Passage to read:

■ ■ ■

Do’s areas of interest are evaluation research in issues related to the provision of reproductive health and family planning services in developing countries and its impact at the provider and population levels. A significant part of her interest is access to health care and cultural barriers, including stigma, to accessing health care among the Vietnamese immigrants.

Publications

"Perceptions of Mental Illness and Stigma among Vietnamese Populations: Findings from a Mixed Method Study" (with Nhu-Ngoc Pham, Stacy Wallick, and Bonnie Nastasi). Journal of Immigrant and Minority Health 16, no. 6 (2014): 1294-1298.
Discusses how mental illness is perceived and the prevalence of stigma while making comparisons between Vietnamese immigrants in New Orleans and Vietnamese nationals who never left the country.
"Relationships between Maternal Health Care and Post-partum Modern Contraceptive Use: Evidence from Population Surveys in Kenya and Zambia" (with David Hotchkiss). BMC Health Services Research 13, no. 1 (2013): 6.
Highlights the importance of family planning counseling during maternal health care, particularly antenatal care, to promote modern contraceptive use among mothers in developing countries.
"Predictors of Cervical Cancer Screening among Vietnamese American Women" Journal of Immigrant and Minority Health 17, no. 3 (2013): 756-794.
Describes what makes Vietnamese American women more or less likely to obtain cervical cancer screening and proposes strategies to promote preventive health care among this population.
"Women's Empowerment and Choice of Contraceptive Methods in Selected African Countries" (with Nami Kurimoto). International Perspectives on Sexual and Reproductive Health 38, no. 1 (2012): 23-33.
Argues that intervention programs aimed at increasing contraceptive use may need to involve different approaches, including promoting couples’ discussion of fertility preferences and family planning, improving women’s self-efficacy in negotiating sexual activity and increasing their economic independence.
"Disparities in Health Care among Vietnamese New Orleanians and the Impacts of Hurricane Katrina" (with Paul Hutchinson, Kathryn Mai, and Mark VanLandingham). Research in the Sociology of Health Care 27 (2009): 301-319.

■ ■ ■

Material provided:
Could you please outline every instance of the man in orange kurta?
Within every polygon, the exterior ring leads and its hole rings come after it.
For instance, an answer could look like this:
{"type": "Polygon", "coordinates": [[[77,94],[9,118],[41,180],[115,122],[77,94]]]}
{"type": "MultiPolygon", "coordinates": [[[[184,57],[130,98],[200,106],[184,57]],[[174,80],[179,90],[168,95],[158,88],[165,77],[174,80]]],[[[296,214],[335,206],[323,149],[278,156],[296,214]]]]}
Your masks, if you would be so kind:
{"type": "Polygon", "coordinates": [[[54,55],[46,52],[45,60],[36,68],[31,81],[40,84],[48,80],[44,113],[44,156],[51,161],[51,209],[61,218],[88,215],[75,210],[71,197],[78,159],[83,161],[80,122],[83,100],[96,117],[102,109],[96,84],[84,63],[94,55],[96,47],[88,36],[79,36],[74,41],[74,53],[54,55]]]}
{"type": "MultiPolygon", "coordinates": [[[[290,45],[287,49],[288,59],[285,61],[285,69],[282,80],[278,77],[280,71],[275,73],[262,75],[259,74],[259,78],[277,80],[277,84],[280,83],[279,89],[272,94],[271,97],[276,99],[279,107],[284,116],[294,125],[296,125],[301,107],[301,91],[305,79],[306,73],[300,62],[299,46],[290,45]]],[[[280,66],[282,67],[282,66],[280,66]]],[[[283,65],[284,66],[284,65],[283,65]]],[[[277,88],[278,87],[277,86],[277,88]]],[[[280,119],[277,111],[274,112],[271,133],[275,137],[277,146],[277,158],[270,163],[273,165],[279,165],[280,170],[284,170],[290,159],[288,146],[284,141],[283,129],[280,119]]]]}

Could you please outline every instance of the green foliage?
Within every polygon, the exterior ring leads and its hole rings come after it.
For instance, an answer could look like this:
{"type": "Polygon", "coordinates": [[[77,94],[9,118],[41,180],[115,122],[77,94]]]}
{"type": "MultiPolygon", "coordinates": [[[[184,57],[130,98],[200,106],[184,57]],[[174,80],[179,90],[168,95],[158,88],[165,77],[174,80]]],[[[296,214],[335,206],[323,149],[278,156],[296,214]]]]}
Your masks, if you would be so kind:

■ ■ ■

Exercise brief:
Name every co-author listed in the publications section of the text about Do's research interests.

Output below:
Nhu-Ngoc Pham, Stacy Wallick, Bonnie Nastasi, David Hotchkiss, Nami Kurimoto, Paul Hutchinson, Kathryn Mai, Mark VanLandingham